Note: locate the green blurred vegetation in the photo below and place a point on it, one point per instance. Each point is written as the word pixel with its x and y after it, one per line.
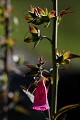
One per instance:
pixel 68 33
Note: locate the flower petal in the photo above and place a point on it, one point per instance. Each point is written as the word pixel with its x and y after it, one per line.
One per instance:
pixel 33 29
pixel 51 14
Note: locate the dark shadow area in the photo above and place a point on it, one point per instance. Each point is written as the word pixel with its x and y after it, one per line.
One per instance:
pixel 68 93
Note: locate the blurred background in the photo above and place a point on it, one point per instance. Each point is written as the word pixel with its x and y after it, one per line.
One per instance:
pixel 68 33
pixel 68 40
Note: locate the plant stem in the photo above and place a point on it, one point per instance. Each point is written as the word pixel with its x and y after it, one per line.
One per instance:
pixel 6 71
pixel 55 66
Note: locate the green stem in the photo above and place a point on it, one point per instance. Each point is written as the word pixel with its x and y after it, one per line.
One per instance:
pixel 6 54
pixel 55 66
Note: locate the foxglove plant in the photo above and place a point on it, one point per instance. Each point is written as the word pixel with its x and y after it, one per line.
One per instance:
pixel 38 16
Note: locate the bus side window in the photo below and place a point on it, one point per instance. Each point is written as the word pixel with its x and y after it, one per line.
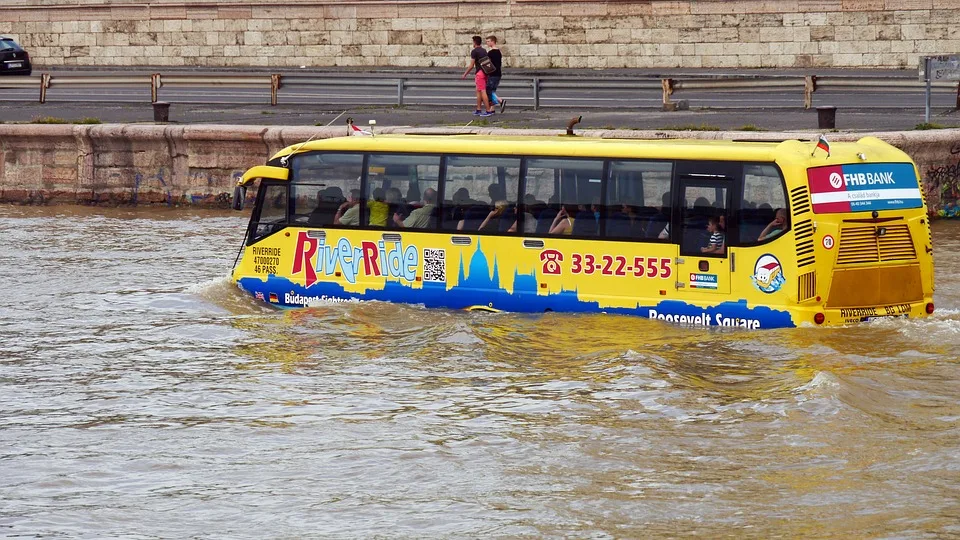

**THE TASK:** The required output is the listing above reproduced exactly, pictures removed.

**SOLUTION BELOW:**
Note: locate the green blurred vegetation in the photo below and place a point on it, one point per instance. Each point is written as the word pixel with its x and y after it, one per line.
One per instance:
pixel 68 33
Note: locate the flower petal in the photo above and place a point on it, one point per instance. Each point is written as the word pixel with its x and y after it, one per line.
One per instance:
pixel 33 29
pixel 51 14
Note: locate the dark shadow area in the photo above and place a point on it, one point per instance. Each point is written as the word pixel with its x and y after it, one per line.
One per instance:
pixel 68 93
Note: locate the blurred background in the photo above and place a point on it, one point per instance. Each point is written as the word pixel with its x and y after it, one per line.
One per instance:
pixel 68 33
pixel 68 40
Note: locate the plant stem in the photo above and place a point on it, one point per instance. Each point is written as the word pixel with its x and y after it, one per line.
One per instance:
pixel 6 71
pixel 55 66
Note: locate the green stem in the photo above and place a point on it, one point per instance. Each point is written as the word pixel with its x and y after it, one per line.
One per instance:
pixel 6 54
pixel 55 66
Note: locate the foxglove plant in the photo above and place a point on it, one point per instance. Each point is written as the word pixel with its x and y after it, one per line.
One per instance:
pixel 38 16
Note: locate the bus side window in the photo below and place a point on it, one point per instance. Each point is written as the word pixel with its x and y after it, one per line.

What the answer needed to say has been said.